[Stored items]

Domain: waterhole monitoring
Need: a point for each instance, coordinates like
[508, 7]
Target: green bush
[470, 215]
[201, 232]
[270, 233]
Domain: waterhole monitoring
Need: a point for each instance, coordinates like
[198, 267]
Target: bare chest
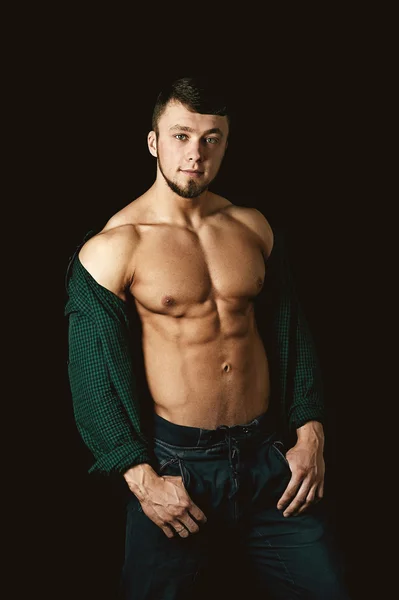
[178, 271]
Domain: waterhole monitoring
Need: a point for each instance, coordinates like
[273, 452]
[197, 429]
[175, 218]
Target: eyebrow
[191, 130]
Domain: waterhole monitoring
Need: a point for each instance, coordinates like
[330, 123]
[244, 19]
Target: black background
[299, 153]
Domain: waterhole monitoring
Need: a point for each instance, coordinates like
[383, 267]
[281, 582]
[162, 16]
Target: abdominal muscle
[201, 377]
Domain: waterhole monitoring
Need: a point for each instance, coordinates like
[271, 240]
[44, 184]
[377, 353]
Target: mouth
[192, 173]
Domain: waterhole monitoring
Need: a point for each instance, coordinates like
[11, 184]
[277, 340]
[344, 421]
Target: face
[190, 148]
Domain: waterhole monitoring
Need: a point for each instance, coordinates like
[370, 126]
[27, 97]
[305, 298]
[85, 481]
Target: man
[210, 463]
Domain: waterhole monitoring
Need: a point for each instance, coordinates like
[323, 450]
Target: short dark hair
[200, 94]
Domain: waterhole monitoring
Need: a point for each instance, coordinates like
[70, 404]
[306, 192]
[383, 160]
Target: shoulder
[109, 256]
[256, 221]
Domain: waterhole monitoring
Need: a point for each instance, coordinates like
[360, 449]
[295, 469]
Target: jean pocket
[174, 466]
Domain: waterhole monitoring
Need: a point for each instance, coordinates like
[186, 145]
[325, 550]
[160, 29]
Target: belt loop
[199, 438]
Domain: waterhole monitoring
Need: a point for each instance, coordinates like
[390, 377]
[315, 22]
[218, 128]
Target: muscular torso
[194, 290]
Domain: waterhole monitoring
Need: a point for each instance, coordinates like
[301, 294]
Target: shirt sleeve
[103, 422]
[295, 369]
[105, 398]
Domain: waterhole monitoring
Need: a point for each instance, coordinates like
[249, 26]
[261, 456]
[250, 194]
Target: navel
[168, 300]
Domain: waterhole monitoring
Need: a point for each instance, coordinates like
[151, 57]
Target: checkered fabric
[101, 369]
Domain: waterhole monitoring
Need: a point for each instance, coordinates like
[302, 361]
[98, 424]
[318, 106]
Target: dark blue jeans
[246, 549]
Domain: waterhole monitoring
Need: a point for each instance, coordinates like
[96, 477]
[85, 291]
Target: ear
[152, 143]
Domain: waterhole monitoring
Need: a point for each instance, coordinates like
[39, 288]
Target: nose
[194, 151]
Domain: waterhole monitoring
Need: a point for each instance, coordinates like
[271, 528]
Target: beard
[193, 189]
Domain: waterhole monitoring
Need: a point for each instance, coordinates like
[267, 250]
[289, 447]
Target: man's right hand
[165, 501]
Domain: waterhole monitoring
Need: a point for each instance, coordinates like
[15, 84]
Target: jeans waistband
[181, 435]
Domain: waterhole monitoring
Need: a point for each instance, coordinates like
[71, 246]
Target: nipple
[168, 300]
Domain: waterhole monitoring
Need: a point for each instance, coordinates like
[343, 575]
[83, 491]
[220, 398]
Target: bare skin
[194, 266]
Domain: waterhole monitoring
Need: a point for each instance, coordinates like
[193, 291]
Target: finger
[298, 501]
[310, 499]
[190, 525]
[167, 531]
[196, 513]
[290, 492]
[180, 529]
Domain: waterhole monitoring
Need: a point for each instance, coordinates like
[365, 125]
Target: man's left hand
[306, 461]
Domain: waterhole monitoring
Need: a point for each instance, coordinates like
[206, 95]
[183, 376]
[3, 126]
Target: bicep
[108, 258]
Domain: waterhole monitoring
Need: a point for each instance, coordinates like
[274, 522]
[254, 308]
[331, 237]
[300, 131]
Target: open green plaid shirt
[101, 367]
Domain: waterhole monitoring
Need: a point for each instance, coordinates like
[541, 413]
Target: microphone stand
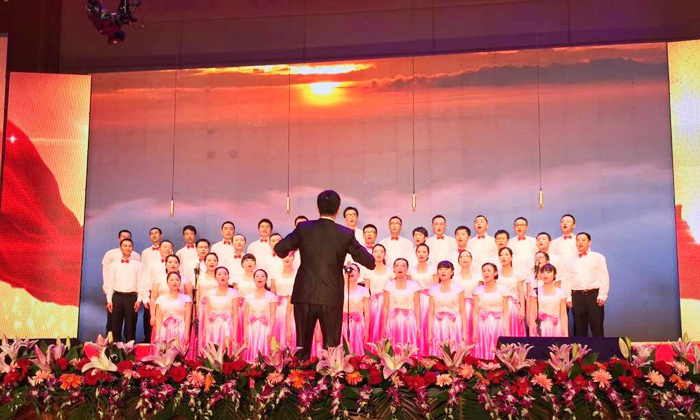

* [What needs to be done] Count the lines in the stored items above that contain the string "dark", matching case exactly, and give only the number.

* [Expected answer] 2